[Stored entries]
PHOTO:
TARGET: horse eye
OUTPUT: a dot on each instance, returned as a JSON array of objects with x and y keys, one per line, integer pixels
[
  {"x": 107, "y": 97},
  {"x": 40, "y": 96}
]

...

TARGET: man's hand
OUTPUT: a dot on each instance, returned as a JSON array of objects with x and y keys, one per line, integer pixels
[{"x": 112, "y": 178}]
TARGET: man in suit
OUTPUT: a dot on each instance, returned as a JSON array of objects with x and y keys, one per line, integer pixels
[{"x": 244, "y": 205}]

...

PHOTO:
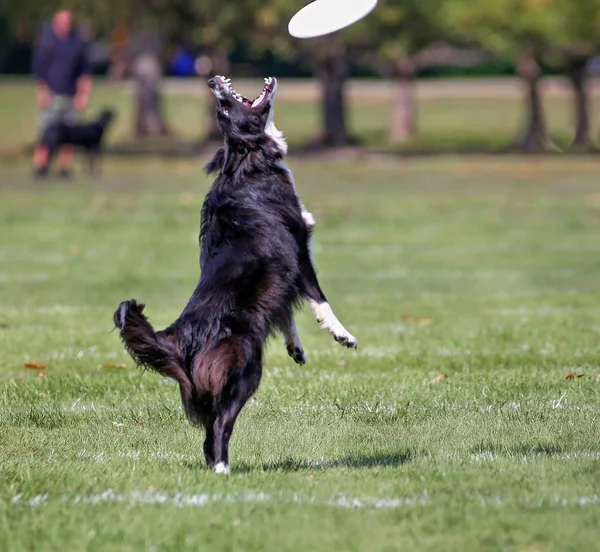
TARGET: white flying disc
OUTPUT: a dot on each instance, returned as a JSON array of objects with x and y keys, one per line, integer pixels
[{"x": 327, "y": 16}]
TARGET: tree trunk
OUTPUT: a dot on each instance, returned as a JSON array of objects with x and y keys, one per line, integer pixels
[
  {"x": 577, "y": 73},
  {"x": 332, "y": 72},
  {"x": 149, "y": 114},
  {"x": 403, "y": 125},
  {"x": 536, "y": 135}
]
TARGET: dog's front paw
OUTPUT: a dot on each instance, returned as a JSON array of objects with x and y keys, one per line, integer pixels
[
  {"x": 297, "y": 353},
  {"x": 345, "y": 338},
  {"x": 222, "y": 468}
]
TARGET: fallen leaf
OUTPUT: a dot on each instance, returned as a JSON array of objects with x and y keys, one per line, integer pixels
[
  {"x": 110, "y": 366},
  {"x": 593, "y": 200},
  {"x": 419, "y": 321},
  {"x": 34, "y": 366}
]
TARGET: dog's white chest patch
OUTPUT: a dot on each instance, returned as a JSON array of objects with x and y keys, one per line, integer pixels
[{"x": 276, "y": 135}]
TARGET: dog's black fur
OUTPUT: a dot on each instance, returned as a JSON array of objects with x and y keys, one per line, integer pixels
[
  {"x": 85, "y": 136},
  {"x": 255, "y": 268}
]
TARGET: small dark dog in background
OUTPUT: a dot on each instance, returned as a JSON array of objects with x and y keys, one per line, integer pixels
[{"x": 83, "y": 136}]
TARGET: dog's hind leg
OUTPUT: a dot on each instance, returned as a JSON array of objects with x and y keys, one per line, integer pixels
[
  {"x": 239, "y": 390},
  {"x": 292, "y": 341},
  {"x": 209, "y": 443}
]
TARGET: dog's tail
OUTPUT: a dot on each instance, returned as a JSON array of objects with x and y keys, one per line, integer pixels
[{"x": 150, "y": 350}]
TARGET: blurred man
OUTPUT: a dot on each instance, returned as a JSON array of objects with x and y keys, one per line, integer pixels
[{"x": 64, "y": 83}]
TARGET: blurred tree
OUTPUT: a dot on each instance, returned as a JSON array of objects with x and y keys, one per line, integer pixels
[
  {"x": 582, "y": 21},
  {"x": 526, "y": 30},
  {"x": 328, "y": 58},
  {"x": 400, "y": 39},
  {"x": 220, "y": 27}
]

Aim: How many lines in the rows above contain the string "white" when case must match? Give only the number.

Task response: 2